→ Instructions to follow
Would you retype, word for word, the line with "Target: afl logo" and every line after it through the end of the records below?

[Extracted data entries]
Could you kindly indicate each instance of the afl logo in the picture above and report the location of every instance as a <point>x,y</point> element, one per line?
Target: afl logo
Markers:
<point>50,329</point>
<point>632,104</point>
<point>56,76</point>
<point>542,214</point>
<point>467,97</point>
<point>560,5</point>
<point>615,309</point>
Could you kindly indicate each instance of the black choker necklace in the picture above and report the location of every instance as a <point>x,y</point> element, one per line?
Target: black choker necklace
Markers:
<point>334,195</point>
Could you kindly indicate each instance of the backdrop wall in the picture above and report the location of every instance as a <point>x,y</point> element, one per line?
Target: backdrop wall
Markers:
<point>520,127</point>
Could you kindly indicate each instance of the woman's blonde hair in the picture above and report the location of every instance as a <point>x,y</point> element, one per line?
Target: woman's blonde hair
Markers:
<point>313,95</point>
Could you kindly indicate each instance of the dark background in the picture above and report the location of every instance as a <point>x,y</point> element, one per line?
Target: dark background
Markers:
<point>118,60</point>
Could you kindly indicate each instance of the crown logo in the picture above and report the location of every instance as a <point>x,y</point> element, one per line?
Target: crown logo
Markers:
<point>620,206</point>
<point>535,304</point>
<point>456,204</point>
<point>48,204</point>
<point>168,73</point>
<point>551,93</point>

→ Exercise response
Target: afl logo
Markers:
<point>50,329</point>
<point>632,104</point>
<point>56,76</point>
<point>542,214</point>
<point>467,97</point>
<point>560,5</point>
<point>615,309</point>
Could you kindly indicate each instance of the black choker necklace in the picture above and report the location of every instance as a <point>x,y</point> element, one per line?
Target: black choker necklace
Markers:
<point>334,195</point>
Could you kindly indicate each instance of the backdrop wall in the picture above and report the location of every instance as a <point>x,y</point> element, one per line?
Target: backdrop wall
Markers:
<point>520,127</point>
Could you kindly indicate each instance of the woman's blonde hair in the picture above and report the location of every instance as a <point>x,y</point> element, one per line?
Target: woman's blonde hair
Markers:
<point>313,95</point>
Could you kindly indicate each instance of the dark background in the picture above and report the location of every instance as a <point>x,y</point> element, one per line?
Target: dark background
Markers:
<point>118,60</point>
Could you kindly indicate each instance of the crown logo in the picture above and report the location of every instance as a <point>x,y</point> element, one per line?
Target: crown logo
Markers:
<point>620,206</point>
<point>535,304</point>
<point>456,204</point>
<point>48,204</point>
<point>168,73</point>
<point>551,93</point>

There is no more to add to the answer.